=== Given records ===

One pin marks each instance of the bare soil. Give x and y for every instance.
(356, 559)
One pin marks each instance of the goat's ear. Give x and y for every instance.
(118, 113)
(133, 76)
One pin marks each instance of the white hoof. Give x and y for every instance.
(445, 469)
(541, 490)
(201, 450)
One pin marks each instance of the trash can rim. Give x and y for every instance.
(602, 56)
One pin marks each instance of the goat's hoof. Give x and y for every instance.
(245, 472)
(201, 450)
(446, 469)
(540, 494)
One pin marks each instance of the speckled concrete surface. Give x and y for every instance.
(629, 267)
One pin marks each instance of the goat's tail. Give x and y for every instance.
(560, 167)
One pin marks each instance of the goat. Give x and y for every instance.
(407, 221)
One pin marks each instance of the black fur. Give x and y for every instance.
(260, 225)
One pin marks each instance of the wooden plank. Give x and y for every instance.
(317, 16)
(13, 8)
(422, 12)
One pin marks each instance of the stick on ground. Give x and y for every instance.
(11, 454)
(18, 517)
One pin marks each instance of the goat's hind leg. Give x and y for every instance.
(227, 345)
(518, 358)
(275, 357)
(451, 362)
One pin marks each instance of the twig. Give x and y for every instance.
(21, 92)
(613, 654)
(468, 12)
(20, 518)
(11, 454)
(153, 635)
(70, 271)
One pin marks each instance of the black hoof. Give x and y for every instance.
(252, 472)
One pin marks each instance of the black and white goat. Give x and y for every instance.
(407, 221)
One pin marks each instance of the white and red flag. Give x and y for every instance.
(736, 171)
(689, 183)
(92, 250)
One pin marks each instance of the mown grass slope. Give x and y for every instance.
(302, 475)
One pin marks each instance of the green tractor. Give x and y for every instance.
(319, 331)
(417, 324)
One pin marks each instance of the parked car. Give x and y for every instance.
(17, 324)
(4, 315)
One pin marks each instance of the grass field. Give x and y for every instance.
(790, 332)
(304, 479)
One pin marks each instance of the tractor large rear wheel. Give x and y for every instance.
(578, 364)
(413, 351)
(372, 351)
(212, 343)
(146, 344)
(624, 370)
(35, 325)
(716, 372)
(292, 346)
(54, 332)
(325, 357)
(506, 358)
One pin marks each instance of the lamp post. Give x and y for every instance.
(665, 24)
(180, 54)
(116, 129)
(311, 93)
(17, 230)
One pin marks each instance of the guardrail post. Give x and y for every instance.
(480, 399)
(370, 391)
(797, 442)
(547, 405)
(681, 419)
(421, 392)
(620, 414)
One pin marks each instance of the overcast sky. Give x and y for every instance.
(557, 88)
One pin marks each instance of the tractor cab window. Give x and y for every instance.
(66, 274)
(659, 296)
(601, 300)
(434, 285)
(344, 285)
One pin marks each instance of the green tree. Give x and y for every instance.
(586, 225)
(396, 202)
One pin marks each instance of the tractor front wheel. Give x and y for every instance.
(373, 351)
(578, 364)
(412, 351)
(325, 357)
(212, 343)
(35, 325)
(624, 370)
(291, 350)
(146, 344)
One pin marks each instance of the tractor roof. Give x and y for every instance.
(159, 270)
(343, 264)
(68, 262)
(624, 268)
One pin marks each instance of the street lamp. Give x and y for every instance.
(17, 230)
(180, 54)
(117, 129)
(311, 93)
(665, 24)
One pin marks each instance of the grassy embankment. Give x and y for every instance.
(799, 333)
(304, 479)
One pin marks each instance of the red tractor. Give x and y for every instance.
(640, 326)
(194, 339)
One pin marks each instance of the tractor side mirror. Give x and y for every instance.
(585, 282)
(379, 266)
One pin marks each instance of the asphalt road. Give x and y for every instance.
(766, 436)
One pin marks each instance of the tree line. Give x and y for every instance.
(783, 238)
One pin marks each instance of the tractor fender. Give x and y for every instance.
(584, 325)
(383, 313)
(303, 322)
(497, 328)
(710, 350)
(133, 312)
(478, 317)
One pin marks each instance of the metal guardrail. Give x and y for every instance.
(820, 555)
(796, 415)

===

Every single record must be transcribed exactly as it stands.

Task answer:
One pin marks each instance of the bare soil. Give x and y for every instance.
(356, 559)
One pin marks each instance of the goat's ear. Give x and y for every instance.
(118, 113)
(133, 76)
One pin marks each instance of the white hoof. Give x and y for every instance.
(445, 469)
(541, 490)
(201, 450)
One pin marks each instance of the trash can rim. Give x and y for every instance.
(602, 56)
One pin marks each instance of the goat's hoof. Give x and y for every instance.
(245, 472)
(201, 450)
(446, 469)
(540, 494)
One pin marks each instance of the speckled concrete surface. Give x and y for every instance.
(629, 267)
One pin marks each instance of the goat's tail. Give x and y for every instance.
(560, 167)
One pin marks each instance of the goat. Give x and y for every instance.
(407, 221)
One pin marks each instance of the black fur. Give x and y for every instance.
(260, 225)
One pin marks each instance of the wooden plank. Give x and y for every instance.
(317, 16)
(13, 8)
(422, 12)
One pin marks each instance of the stick on ground. Give x and y for every instance.
(11, 454)
(18, 517)
One pin marks each instance of the goat's hind leg. Give x and y for every instance.
(227, 345)
(518, 358)
(275, 357)
(451, 362)
One pin marks each instance of the twig. Give x and y for every instance.
(21, 92)
(613, 654)
(468, 12)
(20, 518)
(11, 454)
(153, 635)
(70, 271)
One pin marks each instance of the black hoof. Give x and y for every instance.
(252, 472)
One pin marks each instance of the black and white goat. Give x and y for every instance.
(407, 221)
One pin marks each instance of the white and red flag. Give x and y for every instance.
(736, 171)
(689, 183)
(92, 250)
One pin marks each instance of the mown grass slope. Give x and y for every instance.
(302, 475)
One pin marks each instance of the green tractor. Give x and y for every instance.
(319, 331)
(417, 324)
One pin marks each instance of the parked car. Give x and y for every instance.
(17, 324)
(4, 315)
One pin marks each instance of the grass field. Give x and y for every instance.
(790, 332)
(304, 479)
One pin marks each instance of the tractor large rear wheel. Give x and y for every instance.
(578, 364)
(413, 351)
(372, 351)
(212, 343)
(146, 344)
(624, 370)
(35, 325)
(716, 372)
(292, 346)
(54, 332)
(325, 357)
(506, 358)
One pin marks each instance of the lamp post. Give x and y for every instance.
(665, 24)
(180, 54)
(116, 129)
(311, 93)
(17, 230)
One pin marks each instance of the guardrail post. Give x and y for every instance.
(480, 399)
(370, 391)
(797, 442)
(547, 405)
(681, 419)
(421, 392)
(620, 414)
One pin marks each instance of the overcast sky. Give x and y for every instance.
(557, 88)
One pin marks each instance of the tractor cab window. Give x and y for every instance.
(66, 274)
(659, 296)
(601, 300)
(434, 285)
(344, 285)
One pin marks each instance of the green tree. Give x and y for every instance.
(586, 225)
(396, 202)
One pin marks each instance of the tractor front wheel. Give x and y for every instance.
(373, 351)
(578, 364)
(412, 351)
(325, 357)
(212, 343)
(35, 325)
(624, 370)
(291, 350)
(146, 344)
One pin marks each instance of the tractor roof. Give x and y for every instance.
(159, 270)
(343, 264)
(68, 262)
(624, 268)
One pin marks each instance of the street lamp. Give x and y for every instance.
(17, 230)
(180, 54)
(117, 129)
(311, 93)
(665, 24)
One pin marks each instance of the grassy embankment. Give x and y for every instance.
(799, 333)
(304, 479)
One pin marks each instance of the red tractor. Give x and y for every instance.
(640, 326)
(194, 339)
One pin marks each instance of the tractor side mirror. Give x and y for every instance.
(585, 282)
(379, 266)
One pin marks each instance of the asphalt road. Give x and y for every instance.
(766, 436)
One pin marks each instance of the tree line. Give x and y for every instance.
(783, 238)
One pin marks each instance of the tractor fender. Give x and y for every instance.
(584, 325)
(383, 313)
(303, 322)
(497, 328)
(710, 350)
(133, 312)
(478, 317)
One pin marks each instance of the metal guardrail. Give x and y for every instance.
(820, 555)
(796, 415)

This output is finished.